[Pointing and labeling entries]
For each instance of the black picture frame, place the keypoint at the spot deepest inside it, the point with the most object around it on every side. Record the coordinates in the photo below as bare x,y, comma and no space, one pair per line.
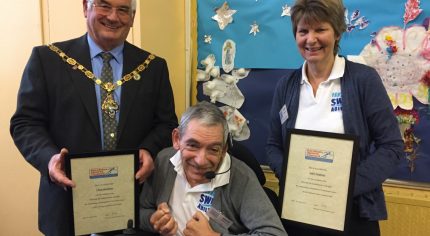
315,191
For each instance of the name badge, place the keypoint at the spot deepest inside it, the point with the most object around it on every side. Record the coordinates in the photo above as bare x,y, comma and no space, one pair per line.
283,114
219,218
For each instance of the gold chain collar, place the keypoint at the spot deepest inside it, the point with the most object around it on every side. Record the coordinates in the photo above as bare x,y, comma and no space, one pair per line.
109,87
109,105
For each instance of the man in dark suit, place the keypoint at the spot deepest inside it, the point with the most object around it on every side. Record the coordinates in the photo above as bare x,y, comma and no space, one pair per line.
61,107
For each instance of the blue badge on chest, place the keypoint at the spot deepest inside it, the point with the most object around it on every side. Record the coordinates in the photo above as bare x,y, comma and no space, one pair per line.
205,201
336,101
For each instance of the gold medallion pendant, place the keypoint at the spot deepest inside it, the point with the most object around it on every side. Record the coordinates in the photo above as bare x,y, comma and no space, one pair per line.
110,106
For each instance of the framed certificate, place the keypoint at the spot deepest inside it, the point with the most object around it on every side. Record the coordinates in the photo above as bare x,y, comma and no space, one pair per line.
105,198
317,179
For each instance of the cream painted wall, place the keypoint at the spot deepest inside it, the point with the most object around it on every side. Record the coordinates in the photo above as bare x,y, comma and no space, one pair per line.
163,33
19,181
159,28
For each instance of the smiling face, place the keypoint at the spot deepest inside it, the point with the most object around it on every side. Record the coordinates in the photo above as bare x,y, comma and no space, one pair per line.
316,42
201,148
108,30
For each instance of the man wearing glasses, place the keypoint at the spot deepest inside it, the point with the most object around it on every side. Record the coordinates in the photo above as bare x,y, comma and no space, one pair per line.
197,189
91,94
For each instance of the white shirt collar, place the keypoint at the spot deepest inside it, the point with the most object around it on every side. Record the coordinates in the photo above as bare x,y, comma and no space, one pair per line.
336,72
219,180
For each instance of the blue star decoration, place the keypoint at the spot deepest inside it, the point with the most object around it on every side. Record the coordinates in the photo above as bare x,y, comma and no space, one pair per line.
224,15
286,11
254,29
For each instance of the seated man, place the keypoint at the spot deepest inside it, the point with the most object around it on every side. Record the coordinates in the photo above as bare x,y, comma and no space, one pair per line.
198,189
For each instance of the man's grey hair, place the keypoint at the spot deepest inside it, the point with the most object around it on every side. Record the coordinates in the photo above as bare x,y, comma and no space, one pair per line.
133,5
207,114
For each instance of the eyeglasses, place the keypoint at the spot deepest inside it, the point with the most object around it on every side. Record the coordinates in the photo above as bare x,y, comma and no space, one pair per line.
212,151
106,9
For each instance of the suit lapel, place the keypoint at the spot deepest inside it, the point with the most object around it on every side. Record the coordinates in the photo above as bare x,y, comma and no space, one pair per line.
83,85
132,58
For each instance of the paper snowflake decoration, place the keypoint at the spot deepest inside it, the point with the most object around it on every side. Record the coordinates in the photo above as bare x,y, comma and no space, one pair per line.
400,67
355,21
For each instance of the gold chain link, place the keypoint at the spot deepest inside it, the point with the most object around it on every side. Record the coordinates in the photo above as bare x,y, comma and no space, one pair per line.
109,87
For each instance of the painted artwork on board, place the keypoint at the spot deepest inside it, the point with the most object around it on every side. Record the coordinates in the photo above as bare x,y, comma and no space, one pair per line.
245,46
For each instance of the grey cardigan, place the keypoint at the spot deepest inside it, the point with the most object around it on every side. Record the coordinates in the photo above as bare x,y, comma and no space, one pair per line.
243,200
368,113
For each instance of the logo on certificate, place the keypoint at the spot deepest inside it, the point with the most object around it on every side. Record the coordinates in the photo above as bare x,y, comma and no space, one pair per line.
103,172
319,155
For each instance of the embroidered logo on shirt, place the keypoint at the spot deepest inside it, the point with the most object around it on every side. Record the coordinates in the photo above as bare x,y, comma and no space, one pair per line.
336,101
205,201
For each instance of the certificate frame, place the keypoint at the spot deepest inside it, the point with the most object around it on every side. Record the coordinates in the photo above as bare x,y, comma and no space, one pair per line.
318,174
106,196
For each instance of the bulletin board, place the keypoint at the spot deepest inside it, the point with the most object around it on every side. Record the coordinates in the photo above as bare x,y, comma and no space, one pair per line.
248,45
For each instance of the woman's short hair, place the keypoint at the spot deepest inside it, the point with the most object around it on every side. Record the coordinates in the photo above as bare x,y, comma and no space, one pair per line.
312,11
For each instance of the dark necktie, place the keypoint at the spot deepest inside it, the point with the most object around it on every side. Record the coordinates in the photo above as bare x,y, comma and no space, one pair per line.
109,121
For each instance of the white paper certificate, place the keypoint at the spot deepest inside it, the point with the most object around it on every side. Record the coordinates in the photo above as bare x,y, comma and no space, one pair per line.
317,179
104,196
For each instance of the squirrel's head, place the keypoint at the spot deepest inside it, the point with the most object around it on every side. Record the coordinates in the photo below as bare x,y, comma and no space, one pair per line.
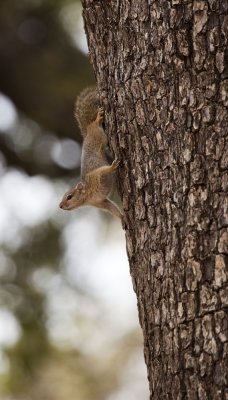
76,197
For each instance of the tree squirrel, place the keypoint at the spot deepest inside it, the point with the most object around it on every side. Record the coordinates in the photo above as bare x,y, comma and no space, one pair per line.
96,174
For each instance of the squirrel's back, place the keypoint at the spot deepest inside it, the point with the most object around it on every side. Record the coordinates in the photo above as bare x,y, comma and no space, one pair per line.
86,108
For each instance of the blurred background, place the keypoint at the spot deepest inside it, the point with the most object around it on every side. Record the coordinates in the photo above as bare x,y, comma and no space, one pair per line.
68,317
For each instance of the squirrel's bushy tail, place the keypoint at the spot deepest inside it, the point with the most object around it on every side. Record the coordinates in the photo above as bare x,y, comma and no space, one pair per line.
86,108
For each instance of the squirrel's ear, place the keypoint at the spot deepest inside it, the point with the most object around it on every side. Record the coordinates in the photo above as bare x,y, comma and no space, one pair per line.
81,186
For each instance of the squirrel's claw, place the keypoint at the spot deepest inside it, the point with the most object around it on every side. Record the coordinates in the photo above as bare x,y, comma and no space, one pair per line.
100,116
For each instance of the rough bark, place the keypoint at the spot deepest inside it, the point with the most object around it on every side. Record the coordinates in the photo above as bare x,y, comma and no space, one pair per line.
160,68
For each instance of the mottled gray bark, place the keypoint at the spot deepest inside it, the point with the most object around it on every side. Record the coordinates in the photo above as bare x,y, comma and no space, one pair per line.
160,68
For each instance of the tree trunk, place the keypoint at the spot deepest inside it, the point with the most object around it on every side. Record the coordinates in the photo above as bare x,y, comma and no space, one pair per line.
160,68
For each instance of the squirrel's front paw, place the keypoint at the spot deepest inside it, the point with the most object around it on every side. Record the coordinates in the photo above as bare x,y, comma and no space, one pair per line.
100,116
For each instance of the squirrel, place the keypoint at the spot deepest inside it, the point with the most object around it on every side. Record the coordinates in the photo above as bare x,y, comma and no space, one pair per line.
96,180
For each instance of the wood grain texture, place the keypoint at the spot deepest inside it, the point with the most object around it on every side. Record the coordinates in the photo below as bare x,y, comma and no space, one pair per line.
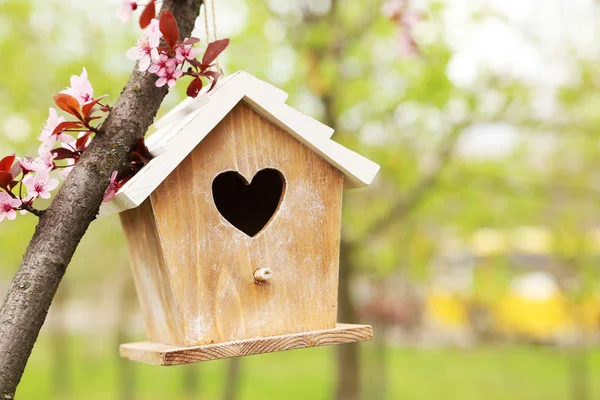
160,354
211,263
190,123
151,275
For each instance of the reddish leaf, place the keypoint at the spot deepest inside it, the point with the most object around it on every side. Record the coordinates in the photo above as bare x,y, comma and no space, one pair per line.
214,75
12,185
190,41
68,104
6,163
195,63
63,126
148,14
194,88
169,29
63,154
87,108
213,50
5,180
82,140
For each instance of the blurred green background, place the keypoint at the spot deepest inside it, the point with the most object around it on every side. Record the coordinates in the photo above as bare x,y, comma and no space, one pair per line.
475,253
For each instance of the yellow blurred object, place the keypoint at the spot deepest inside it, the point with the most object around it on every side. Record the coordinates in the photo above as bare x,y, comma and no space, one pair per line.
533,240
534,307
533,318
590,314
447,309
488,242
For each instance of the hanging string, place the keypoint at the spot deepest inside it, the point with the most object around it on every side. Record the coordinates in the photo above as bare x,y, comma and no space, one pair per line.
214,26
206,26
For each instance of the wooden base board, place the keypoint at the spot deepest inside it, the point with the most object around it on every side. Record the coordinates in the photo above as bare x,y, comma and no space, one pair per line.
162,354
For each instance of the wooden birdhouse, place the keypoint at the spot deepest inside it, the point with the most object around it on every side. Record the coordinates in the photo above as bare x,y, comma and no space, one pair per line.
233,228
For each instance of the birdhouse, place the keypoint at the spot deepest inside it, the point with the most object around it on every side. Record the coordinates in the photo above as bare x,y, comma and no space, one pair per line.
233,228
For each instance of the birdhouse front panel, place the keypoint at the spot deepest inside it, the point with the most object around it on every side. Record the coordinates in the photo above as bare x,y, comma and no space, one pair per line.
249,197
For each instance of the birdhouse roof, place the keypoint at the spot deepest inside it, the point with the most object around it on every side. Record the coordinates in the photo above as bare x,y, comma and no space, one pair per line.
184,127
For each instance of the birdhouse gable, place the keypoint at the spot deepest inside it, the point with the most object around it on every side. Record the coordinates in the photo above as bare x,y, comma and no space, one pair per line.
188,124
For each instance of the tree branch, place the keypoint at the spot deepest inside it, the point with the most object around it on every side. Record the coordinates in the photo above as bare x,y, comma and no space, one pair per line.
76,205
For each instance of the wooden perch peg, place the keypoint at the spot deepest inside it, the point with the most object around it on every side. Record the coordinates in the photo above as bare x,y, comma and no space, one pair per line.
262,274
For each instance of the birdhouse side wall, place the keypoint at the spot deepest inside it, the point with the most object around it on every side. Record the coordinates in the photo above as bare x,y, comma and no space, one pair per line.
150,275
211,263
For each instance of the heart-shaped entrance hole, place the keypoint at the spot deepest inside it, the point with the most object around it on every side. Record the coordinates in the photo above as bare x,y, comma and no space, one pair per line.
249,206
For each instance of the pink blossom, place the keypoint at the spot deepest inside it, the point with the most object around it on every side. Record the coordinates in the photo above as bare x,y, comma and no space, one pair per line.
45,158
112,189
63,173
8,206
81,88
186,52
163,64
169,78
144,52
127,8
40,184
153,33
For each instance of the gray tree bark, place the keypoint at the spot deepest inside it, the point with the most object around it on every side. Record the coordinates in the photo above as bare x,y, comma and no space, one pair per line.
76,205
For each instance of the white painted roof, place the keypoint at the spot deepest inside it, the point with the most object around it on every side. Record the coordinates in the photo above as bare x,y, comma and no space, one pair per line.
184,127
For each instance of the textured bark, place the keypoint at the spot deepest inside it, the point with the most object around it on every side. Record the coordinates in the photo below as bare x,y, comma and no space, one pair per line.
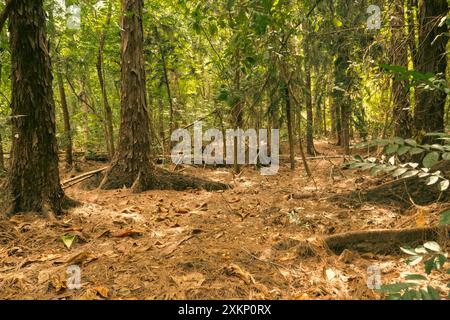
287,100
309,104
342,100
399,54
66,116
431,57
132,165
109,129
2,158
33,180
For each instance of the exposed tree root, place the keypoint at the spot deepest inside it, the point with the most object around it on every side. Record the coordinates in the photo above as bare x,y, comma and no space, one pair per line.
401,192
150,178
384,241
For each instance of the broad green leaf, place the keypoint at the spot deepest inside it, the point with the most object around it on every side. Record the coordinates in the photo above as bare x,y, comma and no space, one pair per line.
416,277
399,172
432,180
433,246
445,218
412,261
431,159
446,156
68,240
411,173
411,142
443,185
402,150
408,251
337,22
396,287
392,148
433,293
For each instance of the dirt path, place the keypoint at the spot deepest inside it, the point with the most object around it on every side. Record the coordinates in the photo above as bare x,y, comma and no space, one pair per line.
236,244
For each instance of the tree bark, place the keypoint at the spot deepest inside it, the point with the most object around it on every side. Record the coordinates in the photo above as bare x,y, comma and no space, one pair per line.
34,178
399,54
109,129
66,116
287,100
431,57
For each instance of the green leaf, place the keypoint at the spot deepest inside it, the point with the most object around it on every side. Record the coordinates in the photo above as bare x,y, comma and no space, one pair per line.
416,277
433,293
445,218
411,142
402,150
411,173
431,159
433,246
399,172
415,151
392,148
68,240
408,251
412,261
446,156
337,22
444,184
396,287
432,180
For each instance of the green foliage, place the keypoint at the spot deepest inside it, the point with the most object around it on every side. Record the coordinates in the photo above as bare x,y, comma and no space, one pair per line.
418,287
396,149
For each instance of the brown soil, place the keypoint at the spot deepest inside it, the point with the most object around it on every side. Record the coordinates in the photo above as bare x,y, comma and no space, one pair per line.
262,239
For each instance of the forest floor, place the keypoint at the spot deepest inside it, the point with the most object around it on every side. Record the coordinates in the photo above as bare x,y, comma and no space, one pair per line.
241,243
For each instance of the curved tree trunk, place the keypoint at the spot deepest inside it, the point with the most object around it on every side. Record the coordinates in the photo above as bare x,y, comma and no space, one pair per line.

### Required work
Quote exactly and only the lines from the one holding "For each instance of the forest" through the end of the data.

### Output of the task
For each instance of the forest floor, place the keypoint at the spot deepest inside it, the point with the most object around it on every side. Record the coordinates in the photo above as bare x,y, comma and no space, one pair per line.
241,243
For each instance of the curved tree trunk, place the keypoint at the spot deepest inside it, the point with the most object around it on every side. Record the coordinates in the photo above as bare x,y, comma and no space, one pair per line.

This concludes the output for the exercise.